Excerpt to read:

In denouncing Kautsky, the former communist leader who betrayed the cause of the working class by obediently lining up in the camp of bourgeois nationalism and imperialism, Lenin points out how imperialism, which represents reaction right down the line and the increased oppression of nations, provokes a reformist opposition to imperialism among certain strata of the petty bourgeoisie.
Fundamentally, the petty-bourgeois conception of imperialism amounts to considering imperialism as a system of oppression separate from capitalism, and consequently separate from the main characteristic of capitalism which is the irreconciliable opposition between two classes: the working class which produces all social wealth in exchange for a meager wage it must constantly fight to defend just in order to survive, and the bourgeoisie, which corners this wealth and, on that basis, controls society as a whole.
The golden rule of capitalism is the rule of profit. To continually increase their profits, the capitalists do everything in their power to speed-up production and decrease wages. It also means that each capitalist strives to concentrate production by buying increasingly efficient and powerful machines, which, by reducing the costs of production, allow him to get an edge over his capitalist competitors. In this race for maximum profits, the strongest capitalists win out, forming coalitions and financial groups controlling capital worth billions. This leads to the appearance of monopolies, the main form of modern capitalism ownership, and this is how the finance bourgeoisie becomes the dominant faction of the bourgeoisie. Controlling the capitalist State in the name of the entire bourgeoisie, the financial oligarchy establishes the worst political reaction, which, in times of crisis, can become open and bloody terror: fascism. Further, for the monopoly bourgeoisie, national borders are too constricting for its unlimited thirst for profits. Through the massive export of capital to other countries, interference and hegemonism, armed domination and brutal warfare, the imperialist bourgeoisie, linked to, and in competition with, the imperialist bourgeoisies of other countries is spreading its tentacles of domination around the world. Imperialism is not a new social regime, but rather the current dominant form of capitalism.

Supplied entries:
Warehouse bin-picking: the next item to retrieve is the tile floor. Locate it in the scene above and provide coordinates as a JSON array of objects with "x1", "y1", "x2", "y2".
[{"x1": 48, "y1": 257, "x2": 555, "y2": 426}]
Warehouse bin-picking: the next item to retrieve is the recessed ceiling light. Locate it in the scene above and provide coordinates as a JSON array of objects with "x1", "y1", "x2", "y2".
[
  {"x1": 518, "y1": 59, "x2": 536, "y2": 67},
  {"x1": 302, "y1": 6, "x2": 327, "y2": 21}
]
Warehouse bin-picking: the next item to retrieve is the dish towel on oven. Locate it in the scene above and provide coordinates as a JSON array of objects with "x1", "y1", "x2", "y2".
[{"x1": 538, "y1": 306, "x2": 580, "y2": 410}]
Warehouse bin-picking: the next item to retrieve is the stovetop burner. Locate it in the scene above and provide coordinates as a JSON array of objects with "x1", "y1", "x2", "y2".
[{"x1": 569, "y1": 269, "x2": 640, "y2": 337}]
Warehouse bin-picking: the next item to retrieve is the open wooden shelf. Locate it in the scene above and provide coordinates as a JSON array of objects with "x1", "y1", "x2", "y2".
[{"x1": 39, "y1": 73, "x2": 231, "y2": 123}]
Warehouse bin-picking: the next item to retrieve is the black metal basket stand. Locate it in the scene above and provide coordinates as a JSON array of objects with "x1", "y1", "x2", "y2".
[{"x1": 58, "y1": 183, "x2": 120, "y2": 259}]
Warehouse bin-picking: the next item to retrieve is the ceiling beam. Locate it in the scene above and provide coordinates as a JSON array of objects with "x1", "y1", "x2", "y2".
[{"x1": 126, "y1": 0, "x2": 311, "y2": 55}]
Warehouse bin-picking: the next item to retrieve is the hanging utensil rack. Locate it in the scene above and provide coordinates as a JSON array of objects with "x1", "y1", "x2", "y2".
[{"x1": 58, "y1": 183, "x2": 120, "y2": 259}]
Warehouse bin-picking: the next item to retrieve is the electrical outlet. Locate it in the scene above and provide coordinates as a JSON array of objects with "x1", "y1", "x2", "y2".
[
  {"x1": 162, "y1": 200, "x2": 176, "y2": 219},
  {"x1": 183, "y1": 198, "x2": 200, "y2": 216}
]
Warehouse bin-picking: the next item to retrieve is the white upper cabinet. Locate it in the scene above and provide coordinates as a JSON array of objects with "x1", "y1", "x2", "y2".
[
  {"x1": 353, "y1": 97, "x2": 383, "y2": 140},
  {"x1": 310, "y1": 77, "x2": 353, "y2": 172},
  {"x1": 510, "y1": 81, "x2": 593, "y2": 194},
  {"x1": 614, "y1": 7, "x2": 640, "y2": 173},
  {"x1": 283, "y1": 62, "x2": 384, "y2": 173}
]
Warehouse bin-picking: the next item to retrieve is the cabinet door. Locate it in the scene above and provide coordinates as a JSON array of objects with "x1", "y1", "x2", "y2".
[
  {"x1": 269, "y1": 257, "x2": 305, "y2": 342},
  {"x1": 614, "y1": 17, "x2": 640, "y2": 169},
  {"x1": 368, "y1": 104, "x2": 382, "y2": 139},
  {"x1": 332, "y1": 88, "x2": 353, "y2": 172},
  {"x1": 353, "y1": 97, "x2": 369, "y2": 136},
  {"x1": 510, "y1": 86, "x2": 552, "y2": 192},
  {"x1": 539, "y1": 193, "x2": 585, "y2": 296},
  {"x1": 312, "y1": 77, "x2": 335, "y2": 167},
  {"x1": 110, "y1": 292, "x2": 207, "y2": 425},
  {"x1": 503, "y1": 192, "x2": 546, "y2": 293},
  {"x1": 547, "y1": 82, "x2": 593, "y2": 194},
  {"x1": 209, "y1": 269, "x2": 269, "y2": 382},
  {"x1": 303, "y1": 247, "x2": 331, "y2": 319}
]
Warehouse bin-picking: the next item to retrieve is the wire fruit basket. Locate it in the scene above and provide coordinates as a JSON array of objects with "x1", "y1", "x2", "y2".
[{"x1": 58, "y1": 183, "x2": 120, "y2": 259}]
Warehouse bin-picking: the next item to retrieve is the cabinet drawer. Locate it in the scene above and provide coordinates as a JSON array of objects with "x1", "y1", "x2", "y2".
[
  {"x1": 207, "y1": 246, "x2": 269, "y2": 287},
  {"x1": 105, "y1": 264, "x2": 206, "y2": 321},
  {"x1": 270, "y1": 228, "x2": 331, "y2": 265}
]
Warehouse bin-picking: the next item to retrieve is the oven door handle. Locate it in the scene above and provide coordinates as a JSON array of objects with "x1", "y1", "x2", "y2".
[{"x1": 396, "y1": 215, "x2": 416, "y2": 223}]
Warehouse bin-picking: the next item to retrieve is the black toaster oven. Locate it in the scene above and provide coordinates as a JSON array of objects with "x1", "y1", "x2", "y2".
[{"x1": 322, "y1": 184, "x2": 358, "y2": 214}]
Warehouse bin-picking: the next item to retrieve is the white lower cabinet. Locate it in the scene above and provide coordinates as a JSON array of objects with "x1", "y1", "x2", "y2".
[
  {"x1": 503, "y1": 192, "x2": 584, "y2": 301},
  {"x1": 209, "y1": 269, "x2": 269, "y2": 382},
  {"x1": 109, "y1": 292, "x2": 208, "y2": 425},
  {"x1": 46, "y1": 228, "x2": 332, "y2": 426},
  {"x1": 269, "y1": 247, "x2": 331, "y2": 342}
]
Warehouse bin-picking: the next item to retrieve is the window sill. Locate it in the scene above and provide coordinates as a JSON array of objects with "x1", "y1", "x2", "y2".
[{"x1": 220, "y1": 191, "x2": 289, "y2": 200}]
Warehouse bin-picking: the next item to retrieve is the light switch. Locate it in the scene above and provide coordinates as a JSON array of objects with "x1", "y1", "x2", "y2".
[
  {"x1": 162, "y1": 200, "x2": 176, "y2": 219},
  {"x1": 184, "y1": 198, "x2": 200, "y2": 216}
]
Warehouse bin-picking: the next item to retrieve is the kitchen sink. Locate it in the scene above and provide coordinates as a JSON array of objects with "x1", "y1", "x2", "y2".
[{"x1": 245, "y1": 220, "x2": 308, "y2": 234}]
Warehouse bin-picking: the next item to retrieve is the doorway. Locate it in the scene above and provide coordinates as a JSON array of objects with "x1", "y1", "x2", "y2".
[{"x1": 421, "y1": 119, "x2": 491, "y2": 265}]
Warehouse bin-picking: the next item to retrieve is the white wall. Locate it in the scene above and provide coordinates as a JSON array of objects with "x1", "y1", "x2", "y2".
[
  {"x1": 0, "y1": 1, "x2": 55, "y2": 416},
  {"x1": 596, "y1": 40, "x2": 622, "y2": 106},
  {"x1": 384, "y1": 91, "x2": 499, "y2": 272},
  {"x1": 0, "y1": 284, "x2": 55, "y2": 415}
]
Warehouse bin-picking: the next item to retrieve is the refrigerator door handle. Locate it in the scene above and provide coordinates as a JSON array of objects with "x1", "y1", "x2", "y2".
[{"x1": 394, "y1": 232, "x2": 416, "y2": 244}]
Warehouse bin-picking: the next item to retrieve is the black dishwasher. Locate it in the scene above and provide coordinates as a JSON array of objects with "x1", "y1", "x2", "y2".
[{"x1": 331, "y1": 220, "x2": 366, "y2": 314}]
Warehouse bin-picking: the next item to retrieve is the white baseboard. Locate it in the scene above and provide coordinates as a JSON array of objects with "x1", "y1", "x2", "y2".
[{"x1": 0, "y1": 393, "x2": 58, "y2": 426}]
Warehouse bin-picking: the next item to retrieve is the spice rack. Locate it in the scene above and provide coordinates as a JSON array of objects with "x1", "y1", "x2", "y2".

Work instructions:
**A)** What does the passage on imperialism call the golden rule of capitalism?
**B)** For each statement, say whether it agrees with the passage on imperialism, and quote the words that decide it. (i) Monopolies are the main form of modern capitalist ownership. (ii) Imperialism is a new social regime. (iii) To raise their profits, capitalists try to increase wages.
**C)** Carry on the passage on imperialism from the point where it stops.

Responses for each task:
**A)** The rule of profit.

**B)**
(i) Yes: "This leads to the appearance of monopolies, the main form of modern capitalism ownership"
(ii) No: "Imperialism is not a new social regime, but rather the current dominant form of capitalism."
(iii) No: "the capitalists do everything in their power to speed-up production and decrease wages."

**C)**
Imperialism is the highest stage of capitalism, the stage where the fundamental opposition between the proletariat, which is increasingly numerous, and the bourgeoisie which is reduced to a handful of parasites, is pushed to its utmost extreme. That’s why we say that the era of imperialism is also the era of proletarian revolution, the epoch of the destruction of the capitalist system at its final rotten stage. To speak of revolution is to say that imperialism creates the objective conditions for revolution by aggravating all the social contradictions: exploitation of the working class, pillage of colonies, oppression of nations, impoverishment of small farmers, increased unemployment – especially for young workers – increased discrimination against women, super-exploitation of immigrants, growing proletarianization of large strata of the petty-bourgeoisie, etc. To speak of proletarian revolution, is to say that there is only one class which can wage the revolution to the end, and that class is the proletariat whose interests lie both in struggling against all manifestations of imperialist reaction, such as the oppression of nations, and in destroying the capitalist system itself, the very foundation of imperialism.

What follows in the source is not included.